Task directions → Write the next part of the garden update, starting after its final sentence.

Yes, it’s time to start working in the gardens again. This year we will have a double challenge. Not only will we be working on the garden we had last year, but there is a new site as well.
In December we inherited a property that has since eaten our lives over the last four months. The yard is one of the biggest challenges. Once we clear the rubbish, we will have to totally revitalize the soil. In many ways, it will be a perfect testing ground for some of our ISRU projects.
The front yard was xeriscaped once upon a time and we will be restoring that. The back yard will have a compost heat experiment as well as a couple of keyhole gardens.
Over the winter, we have worked with District O.N.E. and One Table, our local food to table group. It has been very interesting and I am looking forward to our further adventures.
We have been so pleased with how well our garden has done. We’ve given away more produce than we’ve been able to eat or process. It’s been great. The pumpkins we thought would not grow have taken over rows in the garden with their long vines. The butternut squash has not been a prolific, but we have 3-4 ripening. Zucchini have been fantastic, as have the crook neck (two varieties) and the delicata. The tomatoes have exploded and we have all sorts of them growing. The few we’ve had ripen have been heavenly.

[Records from a dataset]
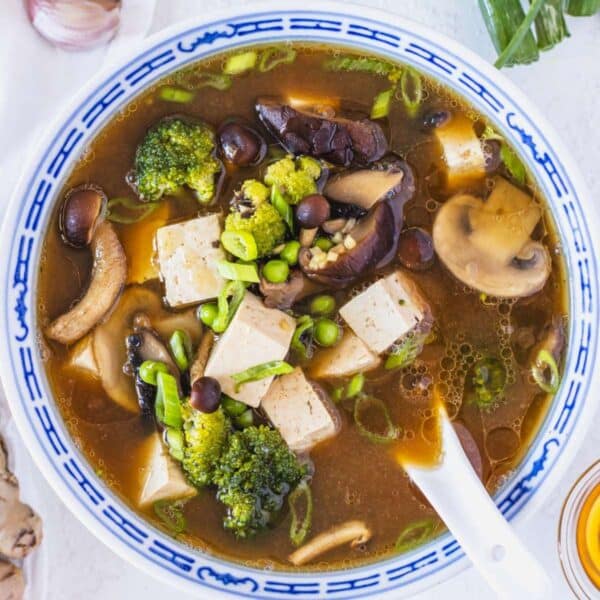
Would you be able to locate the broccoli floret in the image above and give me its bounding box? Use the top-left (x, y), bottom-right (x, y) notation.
top-left (225, 179), bottom-right (286, 258)
top-left (134, 118), bottom-right (221, 204)
top-left (264, 156), bottom-right (321, 204)
top-left (181, 402), bottom-right (231, 487)
top-left (471, 357), bottom-right (506, 409)
top-left (213, 425), bottom-right (306, 538)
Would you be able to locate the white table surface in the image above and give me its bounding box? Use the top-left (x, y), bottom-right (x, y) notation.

Right answer →
We’ve been making plans to expand the garden and add new veggies. Next year we plan to plant Fewer zucchini, acorn squash, cucumbers and eggplants, kale, onions, garlic, corn, green beans, pumpkins, tomatoes, radishes, and the wild variety lettuces. The pics below are of the Bee garden we’ve put in between the compost and the fairy patio. I’ll be taking more pictures this week.
These pics show the growth in the garden and some of the veggies we harvested.
In Huerfano County, we have a group, District O.N.E. which is working to bring fresh local produce from Farm to Table. They’ve started gardens across the city of Walsenburg, and work with LiveWell Huerfano County. Huerfano RE-1 has leased District O.N.E. 2 acres behind the high school campus for farming. A group of Permaculture interested folk will be converging on the land on June 18th to till and plant.
In the mean time, there have been some great articles in the news on Farm to Table and urban ag. This article out of Omaha is great.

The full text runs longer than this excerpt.